TEXT TO READ:
• • • • • • •

But I think this all underscores how fragile this whole I/O layering is. This is something that has to be rock solid. It feels like to do this (reading NetCDF files over the network) properly we need to be able to pass a URL to the C NetCDF library and have it do the proper range requests, etc. That also seems like a ton of work, so` I’m not really sure what to do. I guess we keep patching around things at the python layer.

h5netcdf 0.12.0 is out and hopefully fixes the problem. If anyone has a workflow to run that semi-reliably triggers the errors, it’d be great to test out before closing this issue (maybe @cisaacstern has one in mind?)

I spent another 30 minutes trying to get a pure h5py + fsspec reproducer, without success. For reference, I’m trying to reproduce the parts of h5netcdf.File.__init__ where things seem to hang:

import fsspec
import h5netcdf
import h5py
import gc
import logging


def main():
    url = "https://pangeo.blob.core.windows.net/pangeo-public/hurs_day_ACCESS-CM2_historical_r1i1p1f1_gn_1950.nc"
    for i in range(100):
        with fsspec.open(url).open() as o:
            # h5netcdf.core.File(o, mode="r", decode_vlen_strings=True)
            h5file = h5py.File(o)
            root = h5file["/"]
            # for key in ["hurs", "lat", "lon", "time"]:
            dim_variable = h5file["/time"]

            for ref, _ in dim_variable.attrs["REFERENCE_LIST"]:
                var = root[ref]
                for j, var_d in enumerate(var.dims):
                    print(j, "var_d", var_d)
                    var_d[0].name
                var[:]
        print("--------------------------------------", i)

AFAICT, that should be roughly equivalent. I might be making an error (most likely) but it’s possible this is meaningful. If this is actually an interaction between the garbage collector, fsspec, and h5py objects, then maybe we need to be making circular references that get cleaned up during the gc (i.e. h5netcdf is creating those circular references). I’ll open an issue on h5py now to see if we can get some additional help debugging.

• • • • • • •

WORK TO DO:
1: In the h5netcdf thread above, translate the sentence "h5netcdf 0.12.0 is out and hopefully fixes the problem." into French.
2: Write a continuation of the h5netcdf thread above, starting right after its final sentence.

• • • • • • •

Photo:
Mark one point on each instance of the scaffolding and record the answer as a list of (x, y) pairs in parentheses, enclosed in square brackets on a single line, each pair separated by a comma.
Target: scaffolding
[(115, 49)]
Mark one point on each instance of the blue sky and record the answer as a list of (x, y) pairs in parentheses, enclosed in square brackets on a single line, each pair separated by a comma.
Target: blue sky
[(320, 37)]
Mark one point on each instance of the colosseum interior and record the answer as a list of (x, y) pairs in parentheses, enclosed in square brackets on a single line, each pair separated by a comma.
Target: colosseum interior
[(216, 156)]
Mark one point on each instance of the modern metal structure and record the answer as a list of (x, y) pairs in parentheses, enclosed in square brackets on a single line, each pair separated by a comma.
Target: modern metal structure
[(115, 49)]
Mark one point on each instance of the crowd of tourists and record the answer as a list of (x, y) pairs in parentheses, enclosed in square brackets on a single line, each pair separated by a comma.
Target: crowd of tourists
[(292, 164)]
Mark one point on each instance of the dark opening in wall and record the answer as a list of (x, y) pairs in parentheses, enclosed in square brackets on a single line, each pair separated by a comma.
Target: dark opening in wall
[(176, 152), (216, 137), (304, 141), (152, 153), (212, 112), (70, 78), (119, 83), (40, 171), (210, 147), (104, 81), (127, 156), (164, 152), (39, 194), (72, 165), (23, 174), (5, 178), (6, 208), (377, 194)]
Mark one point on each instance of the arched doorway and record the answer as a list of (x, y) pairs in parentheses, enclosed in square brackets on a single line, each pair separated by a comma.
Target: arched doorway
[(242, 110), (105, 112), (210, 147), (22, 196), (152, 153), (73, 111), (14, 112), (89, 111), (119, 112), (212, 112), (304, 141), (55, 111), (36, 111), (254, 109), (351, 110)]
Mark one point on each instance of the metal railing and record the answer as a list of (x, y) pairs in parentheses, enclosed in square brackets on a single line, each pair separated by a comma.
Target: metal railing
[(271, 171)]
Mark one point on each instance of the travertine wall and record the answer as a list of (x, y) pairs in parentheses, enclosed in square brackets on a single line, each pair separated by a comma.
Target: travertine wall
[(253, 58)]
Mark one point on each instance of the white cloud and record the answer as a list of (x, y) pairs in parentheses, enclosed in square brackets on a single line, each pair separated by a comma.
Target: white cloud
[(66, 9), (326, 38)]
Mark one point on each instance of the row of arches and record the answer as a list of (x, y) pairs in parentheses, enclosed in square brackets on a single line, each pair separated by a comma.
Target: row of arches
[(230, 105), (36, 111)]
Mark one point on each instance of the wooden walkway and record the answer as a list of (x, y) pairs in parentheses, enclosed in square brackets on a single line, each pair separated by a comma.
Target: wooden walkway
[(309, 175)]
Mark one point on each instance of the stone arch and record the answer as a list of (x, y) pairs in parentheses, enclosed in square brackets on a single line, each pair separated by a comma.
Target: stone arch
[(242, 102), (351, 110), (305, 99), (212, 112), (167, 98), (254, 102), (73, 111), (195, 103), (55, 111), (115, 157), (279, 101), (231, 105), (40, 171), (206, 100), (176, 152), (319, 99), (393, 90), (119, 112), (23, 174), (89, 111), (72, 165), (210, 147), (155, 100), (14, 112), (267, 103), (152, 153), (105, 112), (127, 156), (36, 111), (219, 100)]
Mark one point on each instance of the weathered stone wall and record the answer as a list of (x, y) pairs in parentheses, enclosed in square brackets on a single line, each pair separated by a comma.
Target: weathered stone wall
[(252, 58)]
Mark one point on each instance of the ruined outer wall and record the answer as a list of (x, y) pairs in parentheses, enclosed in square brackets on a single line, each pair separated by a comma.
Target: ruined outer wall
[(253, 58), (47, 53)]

• • • • • • •

RESULTS OF THE TASKS:
1: h5netcdf 0.12.0 est sorti et corrige, espérons-le, le problème.

2:
edit: https://github.com/h5py/h5py/issues/2019

Ok I have it running. Mine hung on i=8.

I would propose copying this file to a fully public location to eliminate the token stuff. Then let’s open an issue in h5py. They will likely try to kick it back to fsspec, but at least we can try to move forward towards resolving.

Just noting in manual execution of https://github.com/pangeo-forge/staged-recipes/pull/97#issuecomment-990162893 today, this issue remains very much present. KeyboardInterrupting and restarting the loop from the hang location is the workaround.

Not really no. It’s more of a hope that #218 will close this.

for the present 50 occurrence test, it was always None

I tried to follow that path a little - glad it’s not the case, as I was really puzzled!

Thanks for continuing to push on this Charles. I think we need to get to the bottom fo the issue with a minimal reproducer.

In the meantime, I plan to work this week on implementing the “reference” reading approach.

Is there a way to completely disable the async layer of fsspec

Absolutely not - they call libraries that are implemented in pure-async.

Two other thing that may be worth trying for the sake of elimination:

  • running with dask’s “sync” scheduler
  • running without dask but using ordinary threads

OK, so explicitly its the mixture of xarray/h5py/fsspec/threads. If gc doesn’t make a difference, then I am once again at a loss.